◆ **Object location annotation rows**
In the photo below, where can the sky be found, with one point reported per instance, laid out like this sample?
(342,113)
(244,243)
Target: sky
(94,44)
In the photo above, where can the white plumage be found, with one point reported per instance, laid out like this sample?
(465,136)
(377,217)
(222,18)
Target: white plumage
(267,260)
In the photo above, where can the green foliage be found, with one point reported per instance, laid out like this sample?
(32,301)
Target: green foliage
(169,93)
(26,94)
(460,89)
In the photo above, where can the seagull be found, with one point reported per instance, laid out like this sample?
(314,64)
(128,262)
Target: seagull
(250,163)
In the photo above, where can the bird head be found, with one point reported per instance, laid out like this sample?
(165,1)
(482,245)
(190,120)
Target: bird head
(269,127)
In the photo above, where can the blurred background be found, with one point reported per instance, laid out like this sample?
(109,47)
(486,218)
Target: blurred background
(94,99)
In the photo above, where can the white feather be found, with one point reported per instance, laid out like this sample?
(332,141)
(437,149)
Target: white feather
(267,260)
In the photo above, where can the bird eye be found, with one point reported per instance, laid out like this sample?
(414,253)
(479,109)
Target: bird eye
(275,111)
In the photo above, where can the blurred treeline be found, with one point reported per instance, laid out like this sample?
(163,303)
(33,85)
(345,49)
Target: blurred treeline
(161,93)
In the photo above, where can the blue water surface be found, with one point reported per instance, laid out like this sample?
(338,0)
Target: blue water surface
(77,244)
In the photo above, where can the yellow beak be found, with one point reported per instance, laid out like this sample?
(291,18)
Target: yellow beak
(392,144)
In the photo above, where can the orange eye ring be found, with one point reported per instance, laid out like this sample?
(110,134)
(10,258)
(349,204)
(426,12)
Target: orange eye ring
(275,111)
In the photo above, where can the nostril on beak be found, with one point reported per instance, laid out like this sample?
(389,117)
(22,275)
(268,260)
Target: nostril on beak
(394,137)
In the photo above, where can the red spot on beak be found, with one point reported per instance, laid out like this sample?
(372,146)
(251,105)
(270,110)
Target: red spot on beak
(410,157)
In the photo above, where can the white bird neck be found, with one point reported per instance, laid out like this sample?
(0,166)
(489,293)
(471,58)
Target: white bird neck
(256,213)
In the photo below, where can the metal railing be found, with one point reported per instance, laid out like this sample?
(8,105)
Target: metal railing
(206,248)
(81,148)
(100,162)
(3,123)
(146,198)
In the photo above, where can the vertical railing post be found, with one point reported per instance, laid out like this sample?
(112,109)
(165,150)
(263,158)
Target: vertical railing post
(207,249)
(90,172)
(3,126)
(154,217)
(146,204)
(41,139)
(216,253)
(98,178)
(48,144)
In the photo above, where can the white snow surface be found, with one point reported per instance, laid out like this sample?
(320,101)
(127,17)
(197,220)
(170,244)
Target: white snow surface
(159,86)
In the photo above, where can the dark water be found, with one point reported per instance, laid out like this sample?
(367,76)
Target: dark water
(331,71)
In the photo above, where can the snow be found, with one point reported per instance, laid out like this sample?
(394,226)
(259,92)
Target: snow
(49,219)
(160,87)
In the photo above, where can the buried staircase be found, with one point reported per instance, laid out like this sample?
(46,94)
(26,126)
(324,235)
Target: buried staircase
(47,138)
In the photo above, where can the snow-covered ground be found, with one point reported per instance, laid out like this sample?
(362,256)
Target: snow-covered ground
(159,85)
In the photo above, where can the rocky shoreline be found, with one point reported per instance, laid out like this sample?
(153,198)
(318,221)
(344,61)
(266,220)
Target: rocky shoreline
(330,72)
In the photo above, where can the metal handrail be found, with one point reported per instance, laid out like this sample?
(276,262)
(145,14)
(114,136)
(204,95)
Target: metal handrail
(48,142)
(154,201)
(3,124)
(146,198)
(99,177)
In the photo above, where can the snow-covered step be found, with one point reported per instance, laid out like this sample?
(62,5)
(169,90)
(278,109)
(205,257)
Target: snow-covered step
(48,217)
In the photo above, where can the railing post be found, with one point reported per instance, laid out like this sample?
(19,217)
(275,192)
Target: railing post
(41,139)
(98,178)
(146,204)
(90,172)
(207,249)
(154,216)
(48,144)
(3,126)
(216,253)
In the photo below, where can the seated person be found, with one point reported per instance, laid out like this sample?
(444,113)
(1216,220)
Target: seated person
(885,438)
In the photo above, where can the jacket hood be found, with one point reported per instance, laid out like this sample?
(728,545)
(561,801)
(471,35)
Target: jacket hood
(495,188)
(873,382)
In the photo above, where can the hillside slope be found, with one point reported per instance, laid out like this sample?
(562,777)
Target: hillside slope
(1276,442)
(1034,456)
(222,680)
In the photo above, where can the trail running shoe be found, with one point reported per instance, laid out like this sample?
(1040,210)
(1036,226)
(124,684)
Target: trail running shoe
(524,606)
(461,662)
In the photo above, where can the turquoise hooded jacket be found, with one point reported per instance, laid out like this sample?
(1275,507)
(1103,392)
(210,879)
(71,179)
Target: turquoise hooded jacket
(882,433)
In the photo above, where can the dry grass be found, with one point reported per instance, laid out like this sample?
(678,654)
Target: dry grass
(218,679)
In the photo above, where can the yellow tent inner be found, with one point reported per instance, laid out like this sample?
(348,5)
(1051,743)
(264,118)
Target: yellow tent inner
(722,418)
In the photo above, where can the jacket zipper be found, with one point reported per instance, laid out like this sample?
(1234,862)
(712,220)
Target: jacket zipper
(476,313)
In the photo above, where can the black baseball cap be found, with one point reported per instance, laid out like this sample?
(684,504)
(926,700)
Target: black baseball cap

◆ **Your objective**
Please update the rows above by swapping every "laid out like this sample" for "formatted like this example", keeping all other text the same.

◆ **Answer**
In the photo below, where can the sky be found, with one point reported per instance, formatted like this example?
(342,113)
(244,243)
Target: sky
(94,44)
In the photo above, where can the white plumage be found, with one point reported per instance, formatted like this example?
(465,136)
(377,217)
(222,18)
Target: white plumage
(267,260)
In the photo above, where can the green foliage be found, with one point reported per instance, formatted like this example?
(32,301)
Target: green foliage
(169,93)
(26,94)
(460,89)
In the photo above, where can the seagull be found, with one point reported per instance, formatted like this example?
(314,64)
(128,262)
Target: seagull
(250,163)
In the photo above, where can the bird head be found, with one point reported per instance, formatted like this example?
(165,1)
(482,245)
(190,120)
Target: bird head
(269,127)
In the photo above, where can the blurred background be found, with one point reported per instance, formatted like this example?
(109,47)
(486,218)
Target: blurred background
(94,99)
In the photo above, where can the white feather be found, with one point reported per instance, formatted like this example?
(332,141)
(437,149)
Target: white feather
(267,260)
In the photo above, where can the bird eye be found, with one point reported per instance, formatted like this example?
(414,253)
(479,109)
Target: bird eye
(275,111)
In the photo above, where can the blurred treeline be found, with one point reported per instance, formatted like this example?
(163,303)
(33,85)
(345,49)
Target: blurred treeline
(161,93)
In the photo above, where can the blue water surface be found, with one point reported per instance, formatted like this example?
(338,0)
Target: blue water surface
(77,244)
In the photo above, where can the yellow beak be found, with one point reported per instance, formatted like this example?
(291,18)
Target: yellow beak
(392,144)
In the photo above, where can the orange eye ring be found, with one point reported per instance, formatted like this example?
(110,134)
(10,258)
(349,204)
(426,12)
Target: orange eye ring
(275,111)
In the photo above, where can the nostril on beak be found, with one point reported per instance, formatted like this example?
(389,117)
(22,275)
(268,260)
Target: nostril on beak
(394,137)
In the photo above, where can the red spot on beak be found, with one point reported per instance, formatted like this example?
(372,146)
(251,105)
(270,110)
Target: red spot on beak
(410,157)
In the photo above, where can the white bird neck be found, with one point reported per instance, formatted like this example?
(0,166)
(489,293)
(471,58)
Target: white bird neck
(256,213)
In the photo below, where can the metal railing be found, with one point reported per instance, formatted like this example?
(8,105)
Target: metal railing
(206,248)
(81,148)
(100,162)
(3,123)
(146,198)
In the photo above, where can the vertical railing post be found, with one point reported per instance, formatted like this example?
(112,109)
(165,150)
(263,158)
Target: vertical railing post
(207,249)
(90,172)
(3,126)
(154,217)
(146,204)
(41,139)
(216,253)
(98,178)
(48,144)
In the photo above, where can the white snow surface be found, with one point reported per instance, formatted like this example?
(320,101)
(127,17)
(197,220)
(170,244)
Target: white snow surface
(159,86)
In the photo above, where can the dark water be found, with one point reported per instance, formatted like this example?
(367,76)
Target: dark water
(331,71)
In the photo above, where can the snow be found, with one point reported per instance, formatted like this example?
(394,226)
(259,92)
Target: snow
(49,219)
(160,87)
In the photo above, where can the buried staircase be found, with one point reported per instance, formatted like this example?
(46,94)
(26,126)
(324,235)
Target: buried staircase
(47,138)
In the photo above, where can the snow-covered ground be found, with one point reported per instance, formatted like this example?
(362,256)
Target: snow-covered ground
(159,85)
In the photo above, where can the rocky shoreline be found, with one point reported per instance, formatted like this example?
(153,198)
(318,221)
(344,61)
(266,220)
Target: rocky shoreline
(330,72)
In the photo above, where can the metal handrail be found, with one point reported per instance, formatted like this example?
(276,262)
(145,14)
(114,136)
(204,95)
Target: metal handrail
(48,142)
(154,201)
(3,124)
(146,198)
(99,177)
In the photo above, where can the snow-covered step be found, with one point reported per instance, formatted like this example?
(62,5)
(169,90)
(278,109)
(205,257)
Target: snow-covered step
(48,217)
In the photo above, where can the railing post be found, with one point reported per instance, formatted like this example?
(19,217)
(275,192)
Target: railing post
(41,139)
(98,178)
(146,204)
(90,172)
(207,249)
(154,216)
(48,144)
(3,126)
(216,253)
In the photo below, where can the seated person be found, with one point reported per instance, formatted like this example?
(444,113)
(1216,220)
Target: seated person
(885,438)
In the photo above, where can the jacket hood be found, with one point reported per instance, formatted like this example?
(728,545)
(561,801)
(471,35)
Target: jacket hood
(495,188)
(873,382)
In the photo above, where can the hillside slope be found, with one point reported per instance, formatted like this example?
(562,777)
Target: hillside slope
(1276,442)
(1034,456)
(222,680)
In the photo above, where can the trail running shoe be found, with one point reported per instance, formatted like this example?
(1040,210)
(1036,226)
(124,684)
Target: trail running shoe
(524,606)
(461,662)
In the photo above, where can the turquoise hooded jacket be found, with one point reported per instance, formatted like this example?
(1275,507)
(1103,392)
(210,879)
(71,179)
Target: turquoise hooded jacket
(882,433)
In the photo above, where can the dry grass be found, with one point reported per instance, formatted like this example?
(678,654)
Target: dry grass
(218,679)
In the photo above, where can the yellow tent inner be found, with one point reported per instance, formatted like this example?
(348,5)
(1051,743)
(264,118)
Target: yellow tent inner
(722,418)
In the photo above, where can the jacket zipper be found, with one point reported per instance, formatted like this example?
(1234,862)
(712,220)
Target: jacket zipper
(476,313)
In the photo above, where can the black baseball cap be found, with one point reported per instance, formatted like this example?
(684,504)
(926,700)
Target: black baseball cap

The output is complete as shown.